EXERCISE REQUIREMENTS:
Quote verbatim the lines of the records below, starting at the line containing "Tag the water" and ending at the line containing "[(460, 221)]", with both of those lines included.

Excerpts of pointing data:
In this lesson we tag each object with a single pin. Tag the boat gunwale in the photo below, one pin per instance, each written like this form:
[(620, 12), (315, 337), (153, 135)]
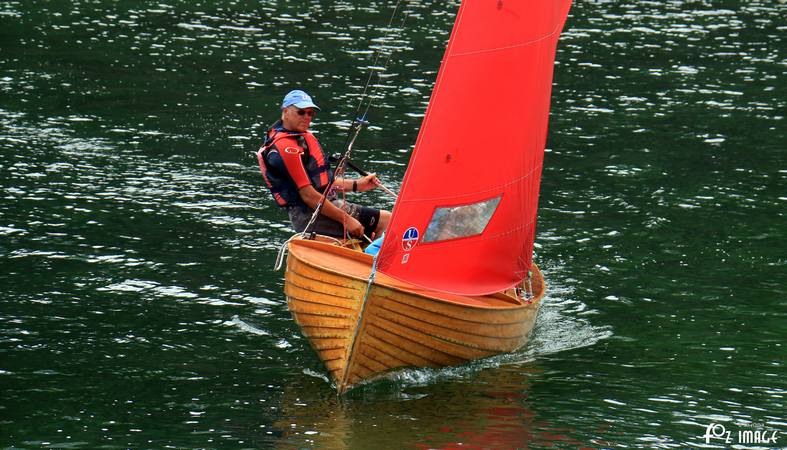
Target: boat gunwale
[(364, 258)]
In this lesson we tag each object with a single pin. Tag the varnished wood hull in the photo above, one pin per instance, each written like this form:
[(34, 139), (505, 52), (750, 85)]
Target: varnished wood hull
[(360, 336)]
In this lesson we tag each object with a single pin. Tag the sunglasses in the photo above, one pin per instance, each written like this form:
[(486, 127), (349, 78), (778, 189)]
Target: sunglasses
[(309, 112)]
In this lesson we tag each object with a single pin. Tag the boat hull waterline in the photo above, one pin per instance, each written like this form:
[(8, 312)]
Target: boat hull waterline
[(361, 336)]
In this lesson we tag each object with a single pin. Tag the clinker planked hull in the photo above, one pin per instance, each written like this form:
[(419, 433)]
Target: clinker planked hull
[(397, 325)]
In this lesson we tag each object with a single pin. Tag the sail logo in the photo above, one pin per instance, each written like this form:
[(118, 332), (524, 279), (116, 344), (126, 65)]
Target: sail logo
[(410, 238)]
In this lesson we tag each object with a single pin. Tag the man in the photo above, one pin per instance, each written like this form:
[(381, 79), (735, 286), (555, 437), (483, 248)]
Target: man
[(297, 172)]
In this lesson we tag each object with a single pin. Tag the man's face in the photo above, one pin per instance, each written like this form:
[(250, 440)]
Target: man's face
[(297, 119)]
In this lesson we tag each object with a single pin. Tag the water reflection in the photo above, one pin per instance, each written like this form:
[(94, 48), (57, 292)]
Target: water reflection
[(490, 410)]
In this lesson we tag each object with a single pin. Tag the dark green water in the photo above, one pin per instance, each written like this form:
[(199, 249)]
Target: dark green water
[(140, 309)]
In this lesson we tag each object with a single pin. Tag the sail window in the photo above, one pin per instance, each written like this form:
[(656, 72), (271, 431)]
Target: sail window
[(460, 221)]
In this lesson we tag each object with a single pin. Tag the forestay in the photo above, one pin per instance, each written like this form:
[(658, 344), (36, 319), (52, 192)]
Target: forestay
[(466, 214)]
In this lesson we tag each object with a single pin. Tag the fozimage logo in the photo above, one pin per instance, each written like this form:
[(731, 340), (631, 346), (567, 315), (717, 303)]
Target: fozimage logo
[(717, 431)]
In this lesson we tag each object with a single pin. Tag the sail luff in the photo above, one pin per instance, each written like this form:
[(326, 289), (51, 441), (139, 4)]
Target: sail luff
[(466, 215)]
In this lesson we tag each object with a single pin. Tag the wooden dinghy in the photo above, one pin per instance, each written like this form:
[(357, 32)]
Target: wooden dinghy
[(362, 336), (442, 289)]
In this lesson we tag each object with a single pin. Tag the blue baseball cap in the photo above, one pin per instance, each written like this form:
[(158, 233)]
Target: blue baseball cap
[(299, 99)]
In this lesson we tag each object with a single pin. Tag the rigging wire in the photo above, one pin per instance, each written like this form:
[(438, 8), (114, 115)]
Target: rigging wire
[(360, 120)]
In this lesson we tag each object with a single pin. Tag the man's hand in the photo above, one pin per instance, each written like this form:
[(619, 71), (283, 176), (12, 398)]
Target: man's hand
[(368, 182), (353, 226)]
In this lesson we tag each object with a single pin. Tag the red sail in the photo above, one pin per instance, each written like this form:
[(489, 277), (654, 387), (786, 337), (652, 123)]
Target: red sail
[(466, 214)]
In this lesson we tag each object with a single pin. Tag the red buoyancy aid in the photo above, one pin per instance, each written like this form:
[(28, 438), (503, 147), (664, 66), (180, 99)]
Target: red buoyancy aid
---
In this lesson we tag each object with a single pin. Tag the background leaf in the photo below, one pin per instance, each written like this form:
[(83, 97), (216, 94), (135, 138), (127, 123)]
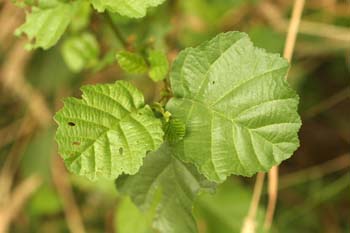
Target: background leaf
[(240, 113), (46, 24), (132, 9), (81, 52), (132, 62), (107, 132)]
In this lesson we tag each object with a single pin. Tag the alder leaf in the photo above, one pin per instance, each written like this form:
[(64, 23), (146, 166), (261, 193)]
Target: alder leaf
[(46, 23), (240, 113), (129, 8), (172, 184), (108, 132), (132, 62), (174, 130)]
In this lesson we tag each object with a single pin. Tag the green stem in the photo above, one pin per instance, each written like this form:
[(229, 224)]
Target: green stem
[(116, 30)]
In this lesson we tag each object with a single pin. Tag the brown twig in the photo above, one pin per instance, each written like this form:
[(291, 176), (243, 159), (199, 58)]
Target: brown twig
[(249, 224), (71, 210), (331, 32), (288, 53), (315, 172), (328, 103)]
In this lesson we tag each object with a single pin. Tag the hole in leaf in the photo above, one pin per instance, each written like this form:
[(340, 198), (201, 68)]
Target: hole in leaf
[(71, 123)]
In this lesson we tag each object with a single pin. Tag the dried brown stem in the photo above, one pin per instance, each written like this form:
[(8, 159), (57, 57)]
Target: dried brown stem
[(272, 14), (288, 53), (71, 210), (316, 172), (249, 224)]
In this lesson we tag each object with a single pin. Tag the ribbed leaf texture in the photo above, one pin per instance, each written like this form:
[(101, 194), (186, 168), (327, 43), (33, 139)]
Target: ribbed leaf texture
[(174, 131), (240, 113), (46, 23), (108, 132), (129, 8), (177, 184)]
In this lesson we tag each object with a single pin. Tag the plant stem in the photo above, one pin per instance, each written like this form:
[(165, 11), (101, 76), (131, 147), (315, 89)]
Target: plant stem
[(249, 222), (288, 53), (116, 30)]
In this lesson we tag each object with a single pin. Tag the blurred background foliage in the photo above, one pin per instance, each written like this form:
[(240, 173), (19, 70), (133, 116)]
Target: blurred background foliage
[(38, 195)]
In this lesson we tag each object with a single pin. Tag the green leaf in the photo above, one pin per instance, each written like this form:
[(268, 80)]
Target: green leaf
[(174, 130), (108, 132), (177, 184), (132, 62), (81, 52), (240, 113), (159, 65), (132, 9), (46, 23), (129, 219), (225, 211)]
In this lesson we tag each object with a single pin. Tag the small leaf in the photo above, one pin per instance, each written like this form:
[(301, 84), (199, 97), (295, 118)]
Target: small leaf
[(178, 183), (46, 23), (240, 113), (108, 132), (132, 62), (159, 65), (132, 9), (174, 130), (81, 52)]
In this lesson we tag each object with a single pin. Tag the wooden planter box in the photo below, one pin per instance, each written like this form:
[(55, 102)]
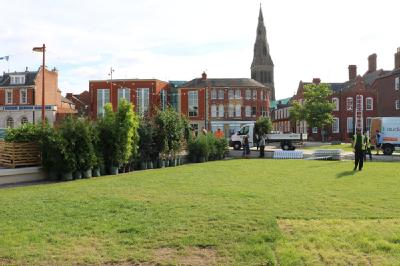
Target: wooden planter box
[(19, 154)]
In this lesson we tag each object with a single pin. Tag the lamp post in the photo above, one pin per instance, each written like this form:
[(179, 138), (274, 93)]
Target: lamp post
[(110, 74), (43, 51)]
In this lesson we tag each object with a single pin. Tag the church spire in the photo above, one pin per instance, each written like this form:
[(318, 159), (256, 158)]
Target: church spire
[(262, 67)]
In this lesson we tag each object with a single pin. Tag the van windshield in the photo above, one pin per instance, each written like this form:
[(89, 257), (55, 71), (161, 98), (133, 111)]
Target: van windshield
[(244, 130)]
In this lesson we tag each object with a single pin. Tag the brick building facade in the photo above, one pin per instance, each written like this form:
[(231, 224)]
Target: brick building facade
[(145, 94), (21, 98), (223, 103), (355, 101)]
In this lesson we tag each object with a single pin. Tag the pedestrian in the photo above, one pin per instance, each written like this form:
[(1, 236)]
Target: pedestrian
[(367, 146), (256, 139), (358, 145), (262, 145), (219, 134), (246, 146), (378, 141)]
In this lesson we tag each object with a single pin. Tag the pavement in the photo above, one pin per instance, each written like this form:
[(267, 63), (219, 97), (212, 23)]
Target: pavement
--
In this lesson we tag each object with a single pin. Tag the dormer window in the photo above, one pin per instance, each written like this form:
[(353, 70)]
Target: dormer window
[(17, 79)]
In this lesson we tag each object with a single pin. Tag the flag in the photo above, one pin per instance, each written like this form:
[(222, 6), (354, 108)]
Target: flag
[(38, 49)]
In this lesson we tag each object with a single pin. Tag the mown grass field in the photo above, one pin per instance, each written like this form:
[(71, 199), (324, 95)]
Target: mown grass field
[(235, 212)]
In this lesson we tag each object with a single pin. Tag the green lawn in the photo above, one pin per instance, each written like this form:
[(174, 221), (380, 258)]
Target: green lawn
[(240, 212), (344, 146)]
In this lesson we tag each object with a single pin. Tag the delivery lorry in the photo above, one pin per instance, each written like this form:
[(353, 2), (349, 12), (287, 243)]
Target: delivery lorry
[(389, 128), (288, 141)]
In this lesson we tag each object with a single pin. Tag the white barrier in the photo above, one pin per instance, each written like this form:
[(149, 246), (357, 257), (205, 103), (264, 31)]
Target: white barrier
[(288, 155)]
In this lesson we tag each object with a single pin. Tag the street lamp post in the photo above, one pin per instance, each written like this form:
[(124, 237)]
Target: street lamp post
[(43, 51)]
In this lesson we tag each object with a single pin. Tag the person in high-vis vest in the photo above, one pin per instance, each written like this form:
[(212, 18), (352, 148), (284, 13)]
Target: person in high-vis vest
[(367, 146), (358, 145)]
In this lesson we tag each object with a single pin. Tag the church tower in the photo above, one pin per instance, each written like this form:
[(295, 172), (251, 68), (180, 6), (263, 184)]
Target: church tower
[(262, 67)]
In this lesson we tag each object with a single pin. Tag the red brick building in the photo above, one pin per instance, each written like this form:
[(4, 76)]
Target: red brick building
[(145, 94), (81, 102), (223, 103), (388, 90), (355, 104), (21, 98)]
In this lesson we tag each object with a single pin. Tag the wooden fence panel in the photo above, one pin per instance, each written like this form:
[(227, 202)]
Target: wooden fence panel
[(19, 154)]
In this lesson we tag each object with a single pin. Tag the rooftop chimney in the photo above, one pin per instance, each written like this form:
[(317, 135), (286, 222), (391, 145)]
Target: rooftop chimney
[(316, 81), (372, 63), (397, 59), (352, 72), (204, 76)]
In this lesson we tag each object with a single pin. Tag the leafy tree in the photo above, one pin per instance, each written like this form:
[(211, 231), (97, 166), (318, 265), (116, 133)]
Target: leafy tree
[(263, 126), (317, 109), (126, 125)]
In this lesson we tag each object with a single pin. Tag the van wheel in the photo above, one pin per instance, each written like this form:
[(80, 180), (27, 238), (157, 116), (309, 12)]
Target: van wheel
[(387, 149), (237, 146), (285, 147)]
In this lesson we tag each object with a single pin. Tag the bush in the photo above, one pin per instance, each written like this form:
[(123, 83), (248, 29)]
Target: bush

REPLY:
In this lesson we tag each object with a single pin. Tag the water reflection in the photo above, one pin per instance, each written like this form:
[(94, 48), (57, 292)]
Target: water reflection
[(490, 410)]
In this lesson we tag each object with a single pin. Tag the dark green water in the photo above, one pin per instance, each written like this form:
[(199, 249)]
Target: dark green water
[(140, 309)]
In this lesson we tag each object with a single pin. Tag the sail window in the photo above, one pin per instance, each written like this form:
[(656, 72), (271, 431)]
Target: sail window
[(460, 221)]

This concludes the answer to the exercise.